What to produce =>
Your answer must hold only the lines below from the line containing "Please place a point on the weathered" through the line containing "Please place a point on the shuttered", each reproduced exactly.
Input material Start Marker
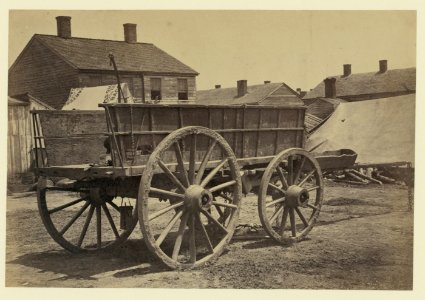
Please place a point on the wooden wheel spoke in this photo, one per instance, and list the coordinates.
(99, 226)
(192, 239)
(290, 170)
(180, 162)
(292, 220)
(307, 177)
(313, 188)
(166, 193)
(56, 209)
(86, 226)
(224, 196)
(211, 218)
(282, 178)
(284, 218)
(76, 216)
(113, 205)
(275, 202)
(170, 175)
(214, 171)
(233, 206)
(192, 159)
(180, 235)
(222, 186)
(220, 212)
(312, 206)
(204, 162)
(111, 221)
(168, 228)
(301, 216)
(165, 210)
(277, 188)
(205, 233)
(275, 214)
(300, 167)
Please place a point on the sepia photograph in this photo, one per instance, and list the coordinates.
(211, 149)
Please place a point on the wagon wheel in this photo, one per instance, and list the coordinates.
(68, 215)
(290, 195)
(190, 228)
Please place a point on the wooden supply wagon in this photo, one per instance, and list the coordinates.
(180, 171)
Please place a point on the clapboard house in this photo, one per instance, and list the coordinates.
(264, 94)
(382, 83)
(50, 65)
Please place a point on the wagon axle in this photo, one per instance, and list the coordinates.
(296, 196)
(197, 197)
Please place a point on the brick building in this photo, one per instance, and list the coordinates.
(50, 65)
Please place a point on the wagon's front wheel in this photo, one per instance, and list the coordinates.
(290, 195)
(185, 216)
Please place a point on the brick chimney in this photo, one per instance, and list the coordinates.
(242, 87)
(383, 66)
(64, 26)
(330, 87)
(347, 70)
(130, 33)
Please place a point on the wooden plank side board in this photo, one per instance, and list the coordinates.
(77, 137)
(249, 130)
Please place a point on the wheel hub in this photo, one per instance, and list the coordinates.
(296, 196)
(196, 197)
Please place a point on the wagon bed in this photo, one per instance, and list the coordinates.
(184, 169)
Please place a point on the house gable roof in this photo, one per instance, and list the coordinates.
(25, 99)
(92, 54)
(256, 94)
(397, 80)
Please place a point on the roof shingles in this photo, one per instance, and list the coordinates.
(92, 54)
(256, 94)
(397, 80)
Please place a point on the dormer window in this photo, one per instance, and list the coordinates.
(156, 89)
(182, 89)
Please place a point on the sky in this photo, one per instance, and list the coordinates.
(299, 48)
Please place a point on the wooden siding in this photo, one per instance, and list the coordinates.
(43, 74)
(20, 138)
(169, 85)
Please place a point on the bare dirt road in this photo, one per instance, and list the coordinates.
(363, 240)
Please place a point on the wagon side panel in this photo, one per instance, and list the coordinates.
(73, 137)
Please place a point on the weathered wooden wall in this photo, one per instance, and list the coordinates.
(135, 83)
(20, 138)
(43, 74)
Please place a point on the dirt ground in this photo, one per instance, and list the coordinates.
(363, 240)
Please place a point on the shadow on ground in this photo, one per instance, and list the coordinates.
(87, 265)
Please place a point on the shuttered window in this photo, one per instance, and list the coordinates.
Input material End Marker
Input material Start Marker
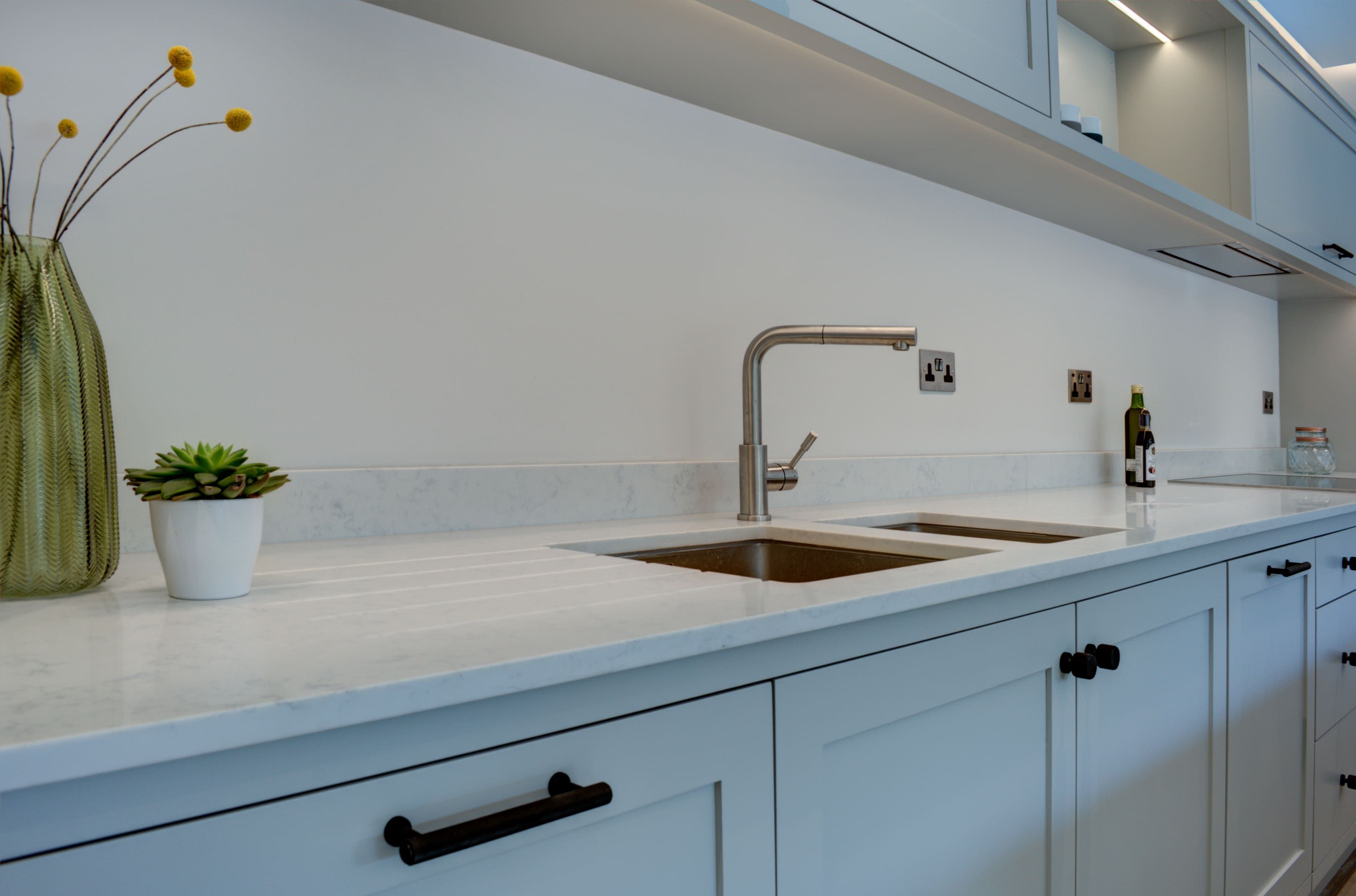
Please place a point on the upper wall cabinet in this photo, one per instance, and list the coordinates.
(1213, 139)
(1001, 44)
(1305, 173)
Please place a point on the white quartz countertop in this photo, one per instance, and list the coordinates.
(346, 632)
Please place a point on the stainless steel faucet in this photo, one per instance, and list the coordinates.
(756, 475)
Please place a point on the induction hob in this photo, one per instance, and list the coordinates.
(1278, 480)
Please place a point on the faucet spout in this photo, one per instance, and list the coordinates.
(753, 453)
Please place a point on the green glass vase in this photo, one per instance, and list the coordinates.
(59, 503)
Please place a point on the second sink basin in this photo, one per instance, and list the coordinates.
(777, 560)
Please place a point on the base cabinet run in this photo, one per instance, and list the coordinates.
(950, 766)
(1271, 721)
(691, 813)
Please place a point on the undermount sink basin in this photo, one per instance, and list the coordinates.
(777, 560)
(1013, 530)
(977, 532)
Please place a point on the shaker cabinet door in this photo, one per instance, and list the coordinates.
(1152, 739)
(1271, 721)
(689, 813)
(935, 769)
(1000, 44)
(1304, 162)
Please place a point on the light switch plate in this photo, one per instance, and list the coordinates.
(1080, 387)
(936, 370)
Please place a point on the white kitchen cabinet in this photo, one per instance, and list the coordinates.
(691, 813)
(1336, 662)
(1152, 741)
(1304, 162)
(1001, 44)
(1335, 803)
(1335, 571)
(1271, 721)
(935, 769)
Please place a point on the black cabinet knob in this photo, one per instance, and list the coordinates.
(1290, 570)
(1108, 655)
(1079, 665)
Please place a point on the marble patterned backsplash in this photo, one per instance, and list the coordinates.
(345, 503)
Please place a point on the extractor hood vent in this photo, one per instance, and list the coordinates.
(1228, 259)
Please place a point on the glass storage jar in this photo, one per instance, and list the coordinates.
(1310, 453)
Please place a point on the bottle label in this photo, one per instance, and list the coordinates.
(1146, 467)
Input material End Marker
Answer area =>
Please place a point on the weathered wooden wall in this photo, one per instance, and list the coordinates.
(135, 83)
(20, 138)
(43, 74)
Please place a point on the dirt ground in this photo, one per instance, and list the coordinates.
(363, 240)
Please place a point on the shadow on ground in this photo, one per instance, and list the coordinates.
(87, 265)
Please place a point on the shuttered window in this photo, one per instance, and list the coordinates.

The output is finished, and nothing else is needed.